* [OPDRACHT]
Zet de regels uit de gegevens hieronder om in een genummerde lijst: begin bij de regel met "Locate fur-trimmed hood" en ga door tot en met de regel met "[0,300,40,381]". Laat lege regels weg.
================
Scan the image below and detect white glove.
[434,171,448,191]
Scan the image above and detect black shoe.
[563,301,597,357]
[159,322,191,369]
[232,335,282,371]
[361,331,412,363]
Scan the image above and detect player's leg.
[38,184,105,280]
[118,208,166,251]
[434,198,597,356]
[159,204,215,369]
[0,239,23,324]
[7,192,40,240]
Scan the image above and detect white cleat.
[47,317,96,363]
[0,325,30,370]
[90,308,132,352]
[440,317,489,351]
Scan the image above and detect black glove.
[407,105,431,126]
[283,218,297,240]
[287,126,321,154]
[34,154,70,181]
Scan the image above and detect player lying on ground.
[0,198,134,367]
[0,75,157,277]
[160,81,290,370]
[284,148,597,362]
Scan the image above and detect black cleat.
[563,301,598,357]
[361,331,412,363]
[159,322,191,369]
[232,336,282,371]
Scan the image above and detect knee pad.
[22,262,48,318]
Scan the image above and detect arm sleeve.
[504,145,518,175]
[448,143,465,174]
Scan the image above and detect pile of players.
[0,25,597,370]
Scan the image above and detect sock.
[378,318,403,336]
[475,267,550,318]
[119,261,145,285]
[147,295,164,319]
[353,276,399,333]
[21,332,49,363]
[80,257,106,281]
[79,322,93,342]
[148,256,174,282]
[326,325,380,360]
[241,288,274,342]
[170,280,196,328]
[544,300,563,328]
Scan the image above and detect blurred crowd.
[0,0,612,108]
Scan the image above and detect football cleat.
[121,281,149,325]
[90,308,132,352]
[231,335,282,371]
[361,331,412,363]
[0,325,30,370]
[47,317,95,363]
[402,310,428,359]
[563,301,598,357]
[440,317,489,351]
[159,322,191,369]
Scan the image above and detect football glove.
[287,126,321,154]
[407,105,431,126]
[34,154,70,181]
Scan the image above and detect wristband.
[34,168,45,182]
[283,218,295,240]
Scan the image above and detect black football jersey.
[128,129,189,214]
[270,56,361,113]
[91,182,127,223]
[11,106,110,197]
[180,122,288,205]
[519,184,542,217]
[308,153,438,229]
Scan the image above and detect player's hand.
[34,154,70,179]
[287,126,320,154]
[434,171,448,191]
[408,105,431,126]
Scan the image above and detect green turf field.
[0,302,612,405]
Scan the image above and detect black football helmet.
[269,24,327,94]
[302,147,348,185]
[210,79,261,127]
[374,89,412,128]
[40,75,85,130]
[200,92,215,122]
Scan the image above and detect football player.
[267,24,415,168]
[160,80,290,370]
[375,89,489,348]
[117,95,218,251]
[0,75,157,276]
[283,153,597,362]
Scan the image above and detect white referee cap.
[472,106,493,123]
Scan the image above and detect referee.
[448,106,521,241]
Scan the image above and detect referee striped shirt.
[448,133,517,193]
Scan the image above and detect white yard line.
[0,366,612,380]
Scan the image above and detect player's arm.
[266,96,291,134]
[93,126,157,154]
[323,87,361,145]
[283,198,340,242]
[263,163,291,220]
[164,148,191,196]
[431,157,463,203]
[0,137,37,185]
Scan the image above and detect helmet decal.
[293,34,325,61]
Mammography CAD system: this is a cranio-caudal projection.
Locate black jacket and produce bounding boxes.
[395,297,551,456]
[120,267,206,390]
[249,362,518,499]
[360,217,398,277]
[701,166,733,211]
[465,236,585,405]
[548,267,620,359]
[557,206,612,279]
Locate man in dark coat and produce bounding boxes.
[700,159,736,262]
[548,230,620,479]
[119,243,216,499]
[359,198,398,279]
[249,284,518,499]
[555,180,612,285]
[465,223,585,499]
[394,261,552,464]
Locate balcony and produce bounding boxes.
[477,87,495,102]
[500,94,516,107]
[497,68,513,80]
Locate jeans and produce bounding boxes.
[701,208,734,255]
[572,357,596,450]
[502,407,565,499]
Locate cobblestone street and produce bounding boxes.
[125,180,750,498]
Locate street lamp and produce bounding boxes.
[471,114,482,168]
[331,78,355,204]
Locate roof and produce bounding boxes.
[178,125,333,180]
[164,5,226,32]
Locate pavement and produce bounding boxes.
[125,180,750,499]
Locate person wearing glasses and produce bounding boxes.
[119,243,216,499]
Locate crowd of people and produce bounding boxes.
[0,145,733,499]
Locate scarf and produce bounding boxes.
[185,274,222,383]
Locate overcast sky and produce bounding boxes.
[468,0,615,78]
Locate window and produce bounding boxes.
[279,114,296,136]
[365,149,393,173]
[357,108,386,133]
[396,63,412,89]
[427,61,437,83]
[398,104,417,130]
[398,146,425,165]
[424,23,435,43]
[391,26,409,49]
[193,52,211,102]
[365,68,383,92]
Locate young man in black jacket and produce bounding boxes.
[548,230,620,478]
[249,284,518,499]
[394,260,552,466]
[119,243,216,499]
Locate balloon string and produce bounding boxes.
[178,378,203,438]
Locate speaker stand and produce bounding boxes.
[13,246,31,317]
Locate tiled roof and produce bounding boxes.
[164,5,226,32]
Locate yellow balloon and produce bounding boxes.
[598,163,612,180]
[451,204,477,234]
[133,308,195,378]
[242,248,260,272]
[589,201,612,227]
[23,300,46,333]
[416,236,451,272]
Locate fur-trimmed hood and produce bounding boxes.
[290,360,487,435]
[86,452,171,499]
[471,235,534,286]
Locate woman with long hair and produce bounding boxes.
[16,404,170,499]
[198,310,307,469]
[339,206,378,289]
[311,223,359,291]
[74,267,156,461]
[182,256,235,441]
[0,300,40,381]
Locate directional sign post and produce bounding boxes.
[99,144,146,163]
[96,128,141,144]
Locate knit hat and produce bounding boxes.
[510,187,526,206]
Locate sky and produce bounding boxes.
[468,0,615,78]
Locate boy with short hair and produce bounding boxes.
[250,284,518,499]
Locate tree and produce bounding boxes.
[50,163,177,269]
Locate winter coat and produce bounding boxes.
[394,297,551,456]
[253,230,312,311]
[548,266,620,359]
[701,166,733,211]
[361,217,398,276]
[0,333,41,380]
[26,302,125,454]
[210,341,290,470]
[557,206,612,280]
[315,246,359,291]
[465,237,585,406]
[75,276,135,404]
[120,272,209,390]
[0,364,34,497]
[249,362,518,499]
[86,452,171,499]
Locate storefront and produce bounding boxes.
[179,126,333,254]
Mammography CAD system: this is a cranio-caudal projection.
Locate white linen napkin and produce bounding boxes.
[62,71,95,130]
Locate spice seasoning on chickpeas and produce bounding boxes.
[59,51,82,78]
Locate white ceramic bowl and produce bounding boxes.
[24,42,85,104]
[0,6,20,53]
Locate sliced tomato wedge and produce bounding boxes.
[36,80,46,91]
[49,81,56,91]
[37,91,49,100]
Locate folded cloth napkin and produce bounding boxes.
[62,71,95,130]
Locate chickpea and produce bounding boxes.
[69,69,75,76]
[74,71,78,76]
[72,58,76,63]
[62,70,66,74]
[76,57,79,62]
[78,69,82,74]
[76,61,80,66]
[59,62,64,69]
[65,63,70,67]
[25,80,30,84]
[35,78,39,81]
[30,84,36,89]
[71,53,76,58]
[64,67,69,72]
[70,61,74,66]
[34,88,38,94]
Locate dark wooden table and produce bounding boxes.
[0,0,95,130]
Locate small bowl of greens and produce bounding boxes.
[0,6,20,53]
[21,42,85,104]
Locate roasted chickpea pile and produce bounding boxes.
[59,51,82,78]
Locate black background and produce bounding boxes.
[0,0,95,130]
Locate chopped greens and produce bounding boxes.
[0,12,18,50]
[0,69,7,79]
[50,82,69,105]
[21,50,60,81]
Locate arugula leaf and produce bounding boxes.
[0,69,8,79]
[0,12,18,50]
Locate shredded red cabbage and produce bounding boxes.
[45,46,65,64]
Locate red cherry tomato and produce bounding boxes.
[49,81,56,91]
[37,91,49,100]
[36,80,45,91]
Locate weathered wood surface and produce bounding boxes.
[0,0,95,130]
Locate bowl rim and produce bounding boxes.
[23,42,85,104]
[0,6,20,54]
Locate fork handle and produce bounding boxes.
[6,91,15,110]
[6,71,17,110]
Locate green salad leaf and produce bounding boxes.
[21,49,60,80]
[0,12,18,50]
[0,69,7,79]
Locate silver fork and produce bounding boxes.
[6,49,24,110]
================
* [OPLOSSING]
1. Locate fur-trimmed hood and produce bounding boxes.
2. [290,360,487,435]
3. [86,452,171,499]
4. [471,235,534,286]
5. Locate woman with long hair and produce bounding boxes.
6. [16,404,170,499]
7. [198,310,307,469]
8. [339,206,378,289]
9. [311,223,359,291]
10. [74,267,156,461]
11. [182,256,235,441]
12. [0,300,40,381]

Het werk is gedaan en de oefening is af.